Render as a JSON list of strings, one string per line, every line of the material from the line containing "Where can the black" through the end of the material, both ends included. Omit blank lines.

PROVIDED DATA start

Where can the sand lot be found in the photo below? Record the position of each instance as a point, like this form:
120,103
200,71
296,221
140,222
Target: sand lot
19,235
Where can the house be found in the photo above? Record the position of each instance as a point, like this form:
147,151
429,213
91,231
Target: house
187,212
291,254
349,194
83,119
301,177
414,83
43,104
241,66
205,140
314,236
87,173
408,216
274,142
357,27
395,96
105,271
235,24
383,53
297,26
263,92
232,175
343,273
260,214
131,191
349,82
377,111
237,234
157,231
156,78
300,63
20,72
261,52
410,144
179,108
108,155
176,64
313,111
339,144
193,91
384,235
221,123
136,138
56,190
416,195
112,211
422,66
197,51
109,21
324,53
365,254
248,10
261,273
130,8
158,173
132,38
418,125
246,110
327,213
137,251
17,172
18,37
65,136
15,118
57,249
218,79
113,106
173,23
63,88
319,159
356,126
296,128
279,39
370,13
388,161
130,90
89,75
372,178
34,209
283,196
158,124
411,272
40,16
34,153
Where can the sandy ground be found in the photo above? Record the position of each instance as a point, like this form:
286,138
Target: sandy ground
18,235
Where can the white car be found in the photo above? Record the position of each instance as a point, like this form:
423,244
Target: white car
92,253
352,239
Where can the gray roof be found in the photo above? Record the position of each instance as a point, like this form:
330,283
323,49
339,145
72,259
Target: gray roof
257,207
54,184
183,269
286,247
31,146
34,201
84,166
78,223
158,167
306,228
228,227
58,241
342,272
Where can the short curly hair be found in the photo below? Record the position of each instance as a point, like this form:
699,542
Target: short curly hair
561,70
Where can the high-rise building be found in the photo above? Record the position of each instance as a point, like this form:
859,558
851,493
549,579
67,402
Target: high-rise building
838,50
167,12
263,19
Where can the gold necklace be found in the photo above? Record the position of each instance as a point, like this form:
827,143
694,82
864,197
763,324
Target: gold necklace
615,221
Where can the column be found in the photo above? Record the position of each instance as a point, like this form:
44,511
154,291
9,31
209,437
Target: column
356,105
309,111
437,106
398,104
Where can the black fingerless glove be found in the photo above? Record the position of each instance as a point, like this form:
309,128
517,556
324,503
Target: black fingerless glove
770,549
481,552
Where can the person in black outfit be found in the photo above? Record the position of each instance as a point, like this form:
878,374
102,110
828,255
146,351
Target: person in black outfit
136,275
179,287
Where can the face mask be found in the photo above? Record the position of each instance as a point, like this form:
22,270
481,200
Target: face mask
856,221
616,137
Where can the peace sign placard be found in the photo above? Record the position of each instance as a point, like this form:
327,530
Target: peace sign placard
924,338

PROVIDED DATA end

**WRITTEN SOLUTION**
[
  "Where can the black fingerless glove be found in the photo above? Record the position of each instance as a point, like this form:",
  "309,128",
  "517,556",
  "324,503",
  "Target: black fingerless glove",
  "770,549",
  "481,552",
  "Where can the person in black outfit be found in the photo above? Record the position of each instance as a point, like this form:",
  "878,374",
  "102,110",
  "828,255",
  "146,351",
  "Target: person in black outfit",
  "136,275",
  "179,287",
  "Where can the face mask be found in the photo above? Record the position of each instance as a point, like this form:",
  "22,270",
  "481,200",
  "Target: face mask",
  "856,221",
  "616,137",
  "Where can the peace sign placard be found in the photo above? Record the position of each instance as a point, like this form:",
  "327,530",
  "Target: peace sign placard",
  "924,338"
]